• _List of tasks_:
(1) Answer these questions about the Juneteenth passage, one line each:
(a) In what year did Union soldiers tell slaves in Galveston, Texas that they were emancipated?
(b) What two other names is the day also known by?
(c) According to the passage, what was the former slaves' most pressing concern?
(2) Reproduce part of the Juneteenth passage word for word: begin at the words "Following the announcement, the" and stop after "crimes to survive.".

• _Passage_:
Juneteenth: Federal Holiday...Now What?


Juneteenth has long been celebrated, in the black community, as the date in 1865 when Union soldiers told slaves in Galveston, Texas that they were emancipated two years earlier. The former slaves celebrated by feasting, dancing and singing. It was a glorious event thus the day is also known as "Freedom Day" or "Emancipation Day".


Following the announcement, the former slaves were now thought to be free and independent; however, the truth was a different reality. These freed slaves were essentially further enslaved and chained to a cycle of poverty. They left plantations and farms with shanty shacks with the clothes on their backs. These former slaves lacked education, they were not provided with jobs and/or training and they went from shacks to homelessness. Soon many of the newly freed people found themselves homeless, hungry and without basic resources. There most pressing concern was securing food and shelter forcing many black people into a different type of slavery including sharecropping, disenfranchisement, vagrancy and committing petty crimes to survive.

• _Dataset extract_:
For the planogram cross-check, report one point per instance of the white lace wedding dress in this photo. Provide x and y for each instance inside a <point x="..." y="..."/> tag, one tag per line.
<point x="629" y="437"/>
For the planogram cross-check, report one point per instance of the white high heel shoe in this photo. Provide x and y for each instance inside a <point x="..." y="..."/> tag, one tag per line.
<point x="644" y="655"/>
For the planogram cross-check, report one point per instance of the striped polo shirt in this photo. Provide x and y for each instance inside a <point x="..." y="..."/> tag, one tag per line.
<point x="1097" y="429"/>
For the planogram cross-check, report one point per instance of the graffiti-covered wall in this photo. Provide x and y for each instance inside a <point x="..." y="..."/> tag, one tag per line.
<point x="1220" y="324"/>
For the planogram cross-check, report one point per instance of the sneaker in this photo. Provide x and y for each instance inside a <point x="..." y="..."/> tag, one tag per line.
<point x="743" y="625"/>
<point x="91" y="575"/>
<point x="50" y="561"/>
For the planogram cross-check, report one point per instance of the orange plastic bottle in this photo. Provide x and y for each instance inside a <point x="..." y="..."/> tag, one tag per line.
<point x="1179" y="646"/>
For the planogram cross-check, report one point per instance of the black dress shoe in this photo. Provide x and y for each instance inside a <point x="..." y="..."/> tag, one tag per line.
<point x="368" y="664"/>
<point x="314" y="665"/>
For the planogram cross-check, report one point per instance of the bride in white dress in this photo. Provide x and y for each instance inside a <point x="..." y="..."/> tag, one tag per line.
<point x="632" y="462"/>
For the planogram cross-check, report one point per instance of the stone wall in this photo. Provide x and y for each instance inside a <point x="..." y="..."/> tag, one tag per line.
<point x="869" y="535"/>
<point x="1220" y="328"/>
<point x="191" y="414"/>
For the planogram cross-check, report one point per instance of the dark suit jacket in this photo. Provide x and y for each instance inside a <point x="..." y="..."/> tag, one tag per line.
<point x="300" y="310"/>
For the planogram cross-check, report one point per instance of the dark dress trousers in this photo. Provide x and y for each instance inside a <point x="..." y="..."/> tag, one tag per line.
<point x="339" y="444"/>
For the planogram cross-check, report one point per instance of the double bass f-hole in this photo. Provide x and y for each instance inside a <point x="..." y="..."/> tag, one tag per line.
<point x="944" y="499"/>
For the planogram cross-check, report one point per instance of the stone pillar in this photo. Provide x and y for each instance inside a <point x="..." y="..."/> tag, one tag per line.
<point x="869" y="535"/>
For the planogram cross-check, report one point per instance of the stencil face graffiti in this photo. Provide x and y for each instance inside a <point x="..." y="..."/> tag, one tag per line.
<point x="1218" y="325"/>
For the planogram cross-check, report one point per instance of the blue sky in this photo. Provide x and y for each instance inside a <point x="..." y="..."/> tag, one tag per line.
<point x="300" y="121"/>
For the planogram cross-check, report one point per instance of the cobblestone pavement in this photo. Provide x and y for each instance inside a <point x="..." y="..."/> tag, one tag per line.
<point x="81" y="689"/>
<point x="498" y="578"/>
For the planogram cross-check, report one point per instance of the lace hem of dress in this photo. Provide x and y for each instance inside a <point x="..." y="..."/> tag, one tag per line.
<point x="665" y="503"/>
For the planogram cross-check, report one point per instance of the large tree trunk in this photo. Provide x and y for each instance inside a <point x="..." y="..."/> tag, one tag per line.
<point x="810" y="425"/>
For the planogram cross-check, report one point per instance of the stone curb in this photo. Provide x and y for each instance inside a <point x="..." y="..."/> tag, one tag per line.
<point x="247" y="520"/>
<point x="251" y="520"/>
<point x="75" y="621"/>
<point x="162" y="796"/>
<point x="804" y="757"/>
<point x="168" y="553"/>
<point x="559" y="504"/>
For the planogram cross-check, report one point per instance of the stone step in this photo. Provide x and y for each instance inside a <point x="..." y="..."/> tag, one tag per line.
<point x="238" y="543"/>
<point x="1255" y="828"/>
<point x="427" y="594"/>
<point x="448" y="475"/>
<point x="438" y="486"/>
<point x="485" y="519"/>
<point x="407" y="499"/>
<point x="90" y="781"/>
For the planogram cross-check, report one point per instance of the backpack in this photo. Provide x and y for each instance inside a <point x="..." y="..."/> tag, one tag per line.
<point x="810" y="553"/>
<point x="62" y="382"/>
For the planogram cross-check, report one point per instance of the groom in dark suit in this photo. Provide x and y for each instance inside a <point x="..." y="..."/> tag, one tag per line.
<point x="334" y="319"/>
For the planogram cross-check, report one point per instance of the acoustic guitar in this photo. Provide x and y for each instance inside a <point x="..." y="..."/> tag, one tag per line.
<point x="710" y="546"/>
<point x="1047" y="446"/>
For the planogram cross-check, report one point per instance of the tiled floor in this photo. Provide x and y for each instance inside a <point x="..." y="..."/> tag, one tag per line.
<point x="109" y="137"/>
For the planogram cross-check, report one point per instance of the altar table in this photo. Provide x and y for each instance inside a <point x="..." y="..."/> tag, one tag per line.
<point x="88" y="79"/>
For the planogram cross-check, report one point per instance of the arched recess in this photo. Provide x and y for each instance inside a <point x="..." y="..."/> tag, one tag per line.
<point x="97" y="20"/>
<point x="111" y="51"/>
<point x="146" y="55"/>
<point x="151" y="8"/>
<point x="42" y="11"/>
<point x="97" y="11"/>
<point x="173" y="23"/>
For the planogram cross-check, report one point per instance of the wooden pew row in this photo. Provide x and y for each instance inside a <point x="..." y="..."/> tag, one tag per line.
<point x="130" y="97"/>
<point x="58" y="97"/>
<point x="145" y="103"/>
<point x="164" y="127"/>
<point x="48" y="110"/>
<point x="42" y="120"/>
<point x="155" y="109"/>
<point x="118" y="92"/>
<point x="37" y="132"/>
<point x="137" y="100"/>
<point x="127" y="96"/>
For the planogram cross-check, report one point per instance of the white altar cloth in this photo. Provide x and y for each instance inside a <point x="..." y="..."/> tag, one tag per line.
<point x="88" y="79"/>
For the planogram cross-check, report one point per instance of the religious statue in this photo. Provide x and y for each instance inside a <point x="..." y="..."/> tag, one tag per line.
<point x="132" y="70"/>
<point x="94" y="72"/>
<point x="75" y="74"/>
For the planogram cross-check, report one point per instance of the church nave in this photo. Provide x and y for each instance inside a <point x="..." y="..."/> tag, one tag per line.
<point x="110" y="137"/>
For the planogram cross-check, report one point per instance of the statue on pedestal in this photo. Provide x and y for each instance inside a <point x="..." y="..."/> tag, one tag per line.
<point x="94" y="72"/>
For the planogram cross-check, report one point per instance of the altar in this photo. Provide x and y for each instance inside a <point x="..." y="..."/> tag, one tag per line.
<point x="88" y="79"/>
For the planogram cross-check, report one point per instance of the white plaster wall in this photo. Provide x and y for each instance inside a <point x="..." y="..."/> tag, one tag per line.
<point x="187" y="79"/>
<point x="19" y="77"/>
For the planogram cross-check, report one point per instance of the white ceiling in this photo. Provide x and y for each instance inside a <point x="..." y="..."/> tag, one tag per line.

• _Per-task outputs_:
(1)
(a) 1865
(b) "Freedom Day" and "Emancipation Day"
(c) Securing food and shelter

(2)
Following the announcement, the former slaves were now thought to be free and independent; however, the truth was a different reality. These freed slaves were essentially further enslaved and chained to a cycle of poverty. They left plantations and farms with shanty shacks with the clothes on their backs. These former slaves lacked education, they were not provided with jobs and/or training and they went from shacks to homelessness. Soon many of the newly freed people found themselves homeless, hungry and without basic resources. There most pressing concern was securing food and shelter forcing many black people into a different type of slavery including sharecropping, disenfranchisement, vagrancy and committing petty crimes to survive.